Exercício proposto: No trecho sobre vulnerabilidade, como Brown apresenta a vulnerabilidade?

Apesar de não ter lido, considerei o conceito de vulnerabilidade proposto por Brown interessante. Até então trabalhava a vulnerabilidade como fragilidade, fraqueza, desproteção. Para a autora nós a rejeitamos exatamente porque a associamos a sentimentos sombrios como medo, no entanto, ela seria o centro de todas as emoções e sensações. Brown apresenta-a como sendo incerteza, risco e exposição emocional.

E você? Tem disposição para correr riscos emocionais? O que faz quando se sente emocionalmente exposta? Explorar a sua escuridão é um exercício que valeria a pena? Faria isso agora? Como disse Mário Quintana “a vida é uns deveres para fazer em casa. Quando se vê, já são seis horas: há tempo…Quando se vê, já é sexta feira…Quando se vê, passaram 60 anos! ” Sentencio que a minha hora é agora, sem a certeza de que a minha exposição contará com a sua empatia, o que significa que os riscos não foram calculados.

Começo radiografando o presente. Passo a observar a casa em que vivemos e vejo que ela envelheceu conosco. Em todos os cômodos há sinais da nossa idade e há também o desleixo característico da ausência de disposição para pôr as coisas em ordem.

O acúmulo do desnecessário já não se pode esconder. São tecnologias obsoletas, documentos antigos, roupas e sapatos que não se usa. Somados a isso, vê-se pequenos riscos nas pedras que cobrem as paredes dos banheiros e da cozinha, o piso perdeu seu brilho e apresenta marcas de objetos que ao caírem, deixou-lhes cicatrizes.

Detenho o meu olhar nas paredes da sala. Meu Deus! As telas desbotaram?! O tecido do sofá também. Os móveis precisam de uma camada de verniz. As cortinas devem ser trocadas. Quando paramos de nos importar com ela?! Lembrei da conversa com um psiquiatra na qual ele disse que a organização da casa reflete a forma como está sua cabeça. Torço para que ele esteja errado.

Insegura, acolho-me em Clarice Lispector e ela me diz “só o que está morto não muda! Repito por pura alegria de viver: a salvação é pelo risco, sem o qual a vida não vale a pena! ” Lispector também aconselha a correr riscos?!

Continuo sem calculá-los e, portanto, sem a certeza de que a minha exposição tocará você. Mergulho no passado. Resolvo começar pelos papéis guardados em gavetas, estantes, armários. Formou-se, no meio da sala, uma enorme pilha de folhas, escritos e impressos.

Linhas:

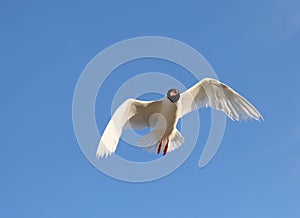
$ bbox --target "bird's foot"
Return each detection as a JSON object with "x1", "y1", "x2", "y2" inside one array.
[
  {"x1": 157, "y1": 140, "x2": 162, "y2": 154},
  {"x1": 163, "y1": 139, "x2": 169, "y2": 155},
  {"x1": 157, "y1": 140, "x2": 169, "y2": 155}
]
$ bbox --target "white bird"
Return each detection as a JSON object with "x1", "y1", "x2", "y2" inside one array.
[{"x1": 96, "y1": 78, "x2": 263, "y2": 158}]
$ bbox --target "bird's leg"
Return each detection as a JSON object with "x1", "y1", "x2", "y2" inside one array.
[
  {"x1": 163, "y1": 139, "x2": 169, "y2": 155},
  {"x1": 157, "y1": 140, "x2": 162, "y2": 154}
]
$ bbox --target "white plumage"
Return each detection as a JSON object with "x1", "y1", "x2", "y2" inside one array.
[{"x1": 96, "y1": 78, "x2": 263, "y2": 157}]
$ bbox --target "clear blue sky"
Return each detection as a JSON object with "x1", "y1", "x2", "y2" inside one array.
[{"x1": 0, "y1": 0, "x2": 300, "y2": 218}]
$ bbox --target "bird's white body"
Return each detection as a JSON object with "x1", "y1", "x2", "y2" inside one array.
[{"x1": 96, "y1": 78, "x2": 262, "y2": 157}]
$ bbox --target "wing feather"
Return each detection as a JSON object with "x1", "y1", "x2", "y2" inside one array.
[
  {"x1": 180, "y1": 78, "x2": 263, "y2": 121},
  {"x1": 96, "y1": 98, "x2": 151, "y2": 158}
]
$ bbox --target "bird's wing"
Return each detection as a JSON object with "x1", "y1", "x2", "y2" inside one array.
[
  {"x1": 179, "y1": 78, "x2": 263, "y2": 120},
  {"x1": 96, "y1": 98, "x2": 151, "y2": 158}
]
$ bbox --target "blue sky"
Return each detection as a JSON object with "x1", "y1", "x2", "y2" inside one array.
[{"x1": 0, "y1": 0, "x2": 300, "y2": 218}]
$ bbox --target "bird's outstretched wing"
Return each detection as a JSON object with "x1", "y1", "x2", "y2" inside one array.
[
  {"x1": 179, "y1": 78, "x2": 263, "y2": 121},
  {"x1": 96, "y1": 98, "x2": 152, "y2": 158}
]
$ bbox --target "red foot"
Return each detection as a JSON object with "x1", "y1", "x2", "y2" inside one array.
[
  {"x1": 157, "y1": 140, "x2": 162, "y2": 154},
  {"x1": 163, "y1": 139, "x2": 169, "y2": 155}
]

Resultado: Como incerteza, risco e exposição emocional.